__Metin Bloğu__.
======

Mossad’da neler oluyor? 2021’de siyasi ağırlığını koruyacak mı?

Önceliklerin sırası, güvenlik, stratejik ve siyasi görevlerin belirlenmesi, hükümetin zayıflığı ve istikrarsızlık konusunda çatışan iki akım rolünü artırıyor

İsrail Başbakanı Binyamin Netanyahu (AFP)
İsrail Başbakanı Binyamin Netanyahu (AFP)
TT

Mossad’da neler oluyor? 2021’de siyasi ağırlığını koruyacak mı?

İsrail Başbakanı Binyamin Netanyahu (AFP)
İsrail Başbakanı Binyamin Netanyahu (AFP)

Tarık Fehmi
Mossad’a İsrail içerisinde karar alma konusunda büyük bir rol verilmesiyle birlikte önümüzdeki dönemde siyasi ağırlığının nasıl olacağına ilişkin kafalarda bazı soru işaretleri oluşmaya başladı. Özellikle de bu rol, yalnızca İsrail’de değil, dünya ülkelerinin pek çoğunun yeni tip koronavirüs (Kovid-19) krizinin yanı sıra kendilerine zarar veren pek çok engeller, sıkıntılar ve tehlikelerle mücadele etmek için istihbarat servislerine ve ordularına güvenmesi açısından siyasi ve istihbarat tartışma konusu olarak karşımıza çıkıyor.

Kulislerin arkası
Şu anda Mossad’ın içerisinde liderlik pozisyonlarını kapsayan çok büyük değişimler yaşanıyor ve bunun bir kısmı da bir dizi ülkede hayati öneme sahip bazı istasyonların görevlerini değiştirmeyle ilgili. Mesele istihbarat birimi başkanı Yossi Cohen’in varlığı ya da duyuru yapılmadan başka bir pozisyonda kalmaya devam etmesi ihtimalleri ışığında resmi olarak emekliye ayrılmasından ibaret değil. Zira Cohen’in emekliye ayrılma ihtimali temelde uzun yıllar onunla birlikte çalışan ve etkilediği diğer liderlerle ilişkili başka değişiklikleri de beraberinde getirebilir.
Bölgedeki en önemli dosya ve sektörlerde Mossad uzmanlarının siyaset ve diplomasi uzmanlarından daha önemli bir rolü olduğu açık bir şekilde görüldü. Bunun bir sonucu olarak hedef, birimin liderlerinin ve operasyonlardan sorumlu olan subayların rollerinin kapsamını genişletmekti. Bu da dışarısı ile birlikte İsrail’deki siyasi düzeyde meydana gelecek bir çatışmayı temsil ediyor. Nitekim İsrail diplomasi temsilciliği son yıllarda bir temizleme operasyonuna maruz kaldı. Ulusal Güvenlik Araştırmaları Merkezi'nin yanı sıra Begin-Sadat Stratejik Araştırmalar Merkezi ile Herzliya Kamu Siyaseti Merkezi’ne katılan pek çok uzman ihraç edildi ve siyasi-stratejik analizler yapmaya başladı.

======

__Çıkarılan Satırlar__.
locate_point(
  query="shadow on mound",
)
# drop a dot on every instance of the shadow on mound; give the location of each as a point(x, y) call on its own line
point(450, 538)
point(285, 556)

======

__Hedefler__.
[A] Mossad hakkındaki metinde adı geçen araştırma merkezlerinin hepsini yazın.
[B] Mossad hakkındaki metni iki cümleyle özetleyin.
[C] Mossad hakkındaki metne göre istihbarat biriminin başkanı kimdir?

__Alıştırma Sonuçları__.
[A]
- Ulusal Güvenlik Araştırmaları Merkezi
- Begin-Sadat Stratejik Araştırmalar Merkezi
- Herzliya Kamu Siyaseti Merkezi

[B] Mossad'a İsrail'de karar alma konusunda büyük bir rol verilmesi, örgütün önümüzdeki dönemdeki siyasi ağırlığına dair soru işaretleri doğurdu. Örgütün içinde liderlik pozisyonlarında büyük değişimler yaşanıyor; bölgedeki önemli dosyalarda Mossad uzmanlarının siyaset ve diplomasi uzmanlarından daha önemli bir rol üstlendiği de açıkça görüldü.

[C] Yossi Cohen